## Directions for this task
Print everything from the line containing "252 379 L 250" down to the line containing "356 374 L 356", with both of those lines included and every line reproduced exactly.

## Records supplied
[BEGIN]
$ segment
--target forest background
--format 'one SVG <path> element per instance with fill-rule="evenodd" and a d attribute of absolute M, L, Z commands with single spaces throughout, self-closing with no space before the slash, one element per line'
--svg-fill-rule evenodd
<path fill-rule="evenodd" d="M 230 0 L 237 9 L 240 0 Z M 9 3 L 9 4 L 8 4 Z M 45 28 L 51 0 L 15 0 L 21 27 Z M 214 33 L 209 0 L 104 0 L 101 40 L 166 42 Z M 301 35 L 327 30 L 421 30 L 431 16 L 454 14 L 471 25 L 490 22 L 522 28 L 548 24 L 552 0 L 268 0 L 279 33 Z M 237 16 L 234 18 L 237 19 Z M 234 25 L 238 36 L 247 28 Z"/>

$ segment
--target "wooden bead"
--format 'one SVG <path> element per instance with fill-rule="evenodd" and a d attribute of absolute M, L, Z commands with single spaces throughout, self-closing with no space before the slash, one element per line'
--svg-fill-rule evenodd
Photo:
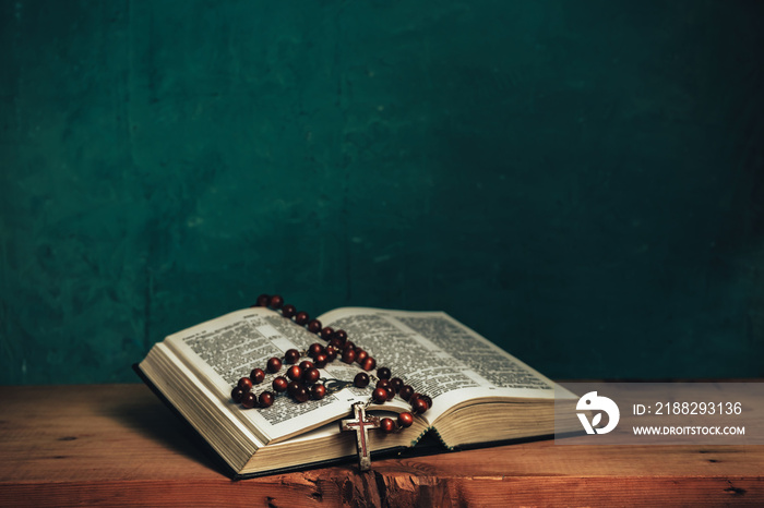
<path fill-rule="evenodd" d="M 252 379 L 250 379 L 249 377 L 242 377 L 241 379 L 239 379 L 238 386 L 242 390 L 249 391 L 252 389 Z"/>
<path fill-rule="evenodd" d="M 321 329 L 322 339 L 330 340 L 332 338 L 332 335 L 334 335 L 334 328 L 332 328 L 331 326 Z"/>
<path fill-rule="evenodd" d="M 274 395 L 270 391 L 263 391 L 260 394 L 260 407 L 270 408 L 273 406 Z"/>
<path fill-rule="evenodd" d="M 296 349 L 287 349 L 287 352 L 284 353 L 284 361 L 288 364 L 297 363 L 297 361 L 300 359 L 300 352 Z"/>
<path fill-rule="evenodd" d="M 313 385 L 310 388 L 310 395 L 315 400 L 321 400 L 326 396 L 326 387 L 323 385 Z"/>
<path fill-rule="evenodd" d="M 378 404 L 383 404 L 387 401 L 387 390 L 384 388 L 377 388 L 372 394 L 371 398 Z"/>
<path fill-rule="evenodd" d="M 321 377 L 321 373 L 315 367 L 308 368 L 306 372 L 302 373 L 302 380 L 307 385 L 312 385 L 313 383 L 319 380 L 319 377 Z"/>
<path fill-rule="evenodd" d="M 290 318 L 290 317 L 294 316 L 295 314 L 297 314 L 297 309 L 295 309 L 295 305 L 293 305 L 293 304 L 290 304 L 290 303 L 287 303 L 286 305 L 284 305 L 284 306 L 282 307 L 282 315 L 283 315 L 284 317 Z"/>
<path fill-rule="evenodd" d="M 356 374 L 356 377 L 353 378 L 353 385 L 356 388 L 366 388 L 367 386 L 369 386 L 369 374 L 365 372 L 359 372 L 358 374 Z"/>
<path fill-rule="evenodd" d="M 411 385 L 403 385 L 403 388 L 398 390 L 398 395 L 403 400 L 408 400 L 414 395 L 414 388 L 411 388 Z"/>
<path fill-rule="evenodd" d="M 425 402 L 427 402 L 427 409 L 432 408 L 432 399 L 430 398 L 429 395 L 421 395 L 421 394 L 420 394 L 420 395 L 419 395 L 419 398 L 420 398 L 420 399 L 423 399 Z"/>
<path fill-rule="evenodd" d="M 274 356 L 274 358 L 272 358 L 272 359 L 270 359 L 270 360 L 267 361 L 267 365 L 266 365 L 265 368 L 266 368 L 267 372 L 270 372 L 271 374 L 275 374 L 275 373 L 277 373 L 278 371 L 282 370 L 282 361 L 280 361 L 279 359 L 277 359 L 277 358 Z"/>
<path fill-rule="evenodd" d="M 241 402 L 241 398 L 244 396 L 244 394 L 246 391 L 241 389 L 240 386 L 236 386 L 230 392 L 230 398 L 234 399 L 234 402 L 239 403 Z"/>
<path fill-rule="evenodd" d="M 321 331 L 321 322 L 319 319 L 311 319 L 310 323 L 308 323 L 308 331 L 311 334 Z"/>
<path fill-rule="evenodd" d="M 265 379 L 265 371 L 262 368 L 252 368 L 252 372 L 249 374 L 249 378 L 252 379 L 252 383 L 255 385 L 260 385 L 263 379 Z"/>
<path fill-rule="evenodd" d="M 284 391 L 287 390 L 287 386 L 289 385 L 289 382 L 286 380 L 286 377 L 284 376 L 278 376 L 276 377 L 271 386 L 273 386 L 273 389 L 276 394 L 283 394 Z"/>
<path fill-rule="evenodd" d="M 300 311 L 297 314 L 295 314 L 295 323 L 297 323 L 300 326 L 307 325 L 309 320 L 310 316 L 307 312 Z"/>
<path fill-rule="evenodd" d="M 293 365 L 287 371 L 287 377 L 291 380 L 299 380 L 302 377 L 302 368 L 297 365 Z"/>
<path fill-rule="evenodd" d="M 386 433 L 391 433 L 391 432 L 395 431 L 395 422 L 393 422 L 392 419 L 383 418 L 380 421 L 380 428 L 382 428 L 382 431 L 384 431 Z"/>
<path fill-rule="evenodd" d="M 248 391 L 241 398 L 241 406 L 243 406 L 247 409 L 254 408 L 255 406 L 258 406 L 258 396 L 252 394 L 251 391 Z"/>
<path fill-rule="evenodd" d="M 274 294 L 268 300 L 268 306 L 271 309 L 282 309 L 282 305 L 284 305 L 284 299 L 282 298 L 280 294 Z"/>
<path fill-rule="evenodd" d="M 361 368 L 365 371 L 373 371 L 373 368 L 377 366 L 377 360 L 374 360 L 371 356 L 367 356 L 366 360 L 363 360 L 363 363 L 361 363 Z"/>
<path fill-rule="evenodd" d="M 401 413 L 398 414 L 398 425 L 403 428 L 410 427 L 414 423 L 414 415 L 411 413 Z"/>

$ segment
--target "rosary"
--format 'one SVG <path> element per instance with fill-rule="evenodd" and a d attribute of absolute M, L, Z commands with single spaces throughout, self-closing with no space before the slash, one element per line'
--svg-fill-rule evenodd
<path fill-rule="evenodd" d="M 374 380 L 375 387 L 371 398 L 366 402 L 353 404 L 353 415 L 355 418 L 343 420 L 341 428 L 343 431 L 355 431 L 358 448 L 358 462 L 361 471 L 371 469 L 371 456 L 368 447 L 369 428 L 381 428 L 385 433 L 399 432 L 409 427 L 414 423 L 414 414 L 422 414 L 432 407 L 432 399 L 426 395 L 417 394 L 410 385 L 404 384 L 399 377 L 392 377 L 387 367 L 377 368 L 377 375 L 367 374 L 374 370 L 377 360 L 369 355 L 367 351 L 353 343 L 347 338 L 345 330 L 334 330 L 332 327 L 323 327 L 318 319 L 311 319 L 308 313 L 297 312 L 295 305 L 284 304 L 284 299 L 278 295 L 261 294 L 256 303 L 252 306 L 270 307 L 280 311 L 282 316 L 293 319 L 296 324 L 305 326 L 308 331 L 318 335 L 327 343 L 323 346 L 319 342 L 310 344 L 308 351 L 289 349 L 284 353 L 284 358 L 268 359 L 265 368 L 253 368 L 249 377 L 242 377 L 231 391 L 231 398 L 243 408 L 270 408 L 276 397 L 286 394 L 295 402 L 302 403 L 310 399 L 321 400 L 327 395 L 336 394 L 347 386 L 366 388 Z M 307 358 L 312 359 L 308 360 Z M 306 358 L 306 360 L 300 360 Z M 326 379 L 321 377 L 319 368 L 325 367 L 339 358 L 347 364 L 358 363 L 366 372 L 359 372 L 353 382 L 339 379 Z M 299 362 L 299 364 L 298 364 Z M 282 374 L 284 364 L 286 373 Z M 252 389 L 254 385 L 260 385 L 265 380 L 265 375 L 275 376 L 271 383 L 273 391 L 263 390 L 255 395 Z M 397 421 L 390 418 L 380 419 L 368 416 L 366 408 L 373 401 L 378 404 L 392 400 L 398 395 L 403 400 L 411 404 L 411 411 L 398 414 Z"/>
[END]
## Result of the exercise
<path fill-rule="evenodd" d="M 252 379 L 250 379 L 249 377 L 242 377 L 241 379 L 239 379 L 238 386 L 242 390 L 249 391 L 252 389 Z"/>
<path fill-rule="evenodd" d="M 321 329 L 322 339 L 330 340 L 332 338 L 332 335 L 334 335 L 334 328 L 332 328 L 331 326 Z"/>
<path fill-rule="evenodd" d="M 274 395 L 270 391 L 263 391 L 260 394 L 260 407 L 270 408 L 273 406 Z"/>
<path fill-rule="evenodd" d="M 296 349 L 287 349 L 287 352 L 284 353 L 284 361 L 288 364 L 297 363 L 297 361 L 300 359 L 300 352 Z"/>
<path fill-rule="evenodd" d="M 313 385 L 310 388 L 310 395 L 315 400 L 321 400 L 326 396 L 326 387 L 323 385 Z"/>
<path fill-rule="evenodd" d="M 378 404 L 383 404 L 387 401 L 387 390 L 384 388 L 377 388 L 372 394 L 371 398 Z"/>
<path fill-rule="evenodd" d="M 321 377 L 321 373 L 315 367 L 308 368 L 306 372 L 302 373 L 302 380 L 307 385 L 312 385 L 313 383 L 319 380 L 319 377 Z"/>
<path fill-rule="evenodd" d="M 290 318 L 290 317 L 294 316 L 295 314 L 297 314 L 297 309 L 295 309 L 295 305 L 293 305 L 293 304 L 290 304 L 290 303 L 287 303 L 286 305 L 284 305 L 284 306 L 282 307 L 282 315 L 283 315 L 284 317 Z"/>
<path fill-rule="evenodd" d="M 356 374 L 356 377 L 353 378 L 353 385 L 356 388 L 366 388 L 367 386 L 369 386 L 369 374 L 365 372 L 359 372 L 358 374 Z"/>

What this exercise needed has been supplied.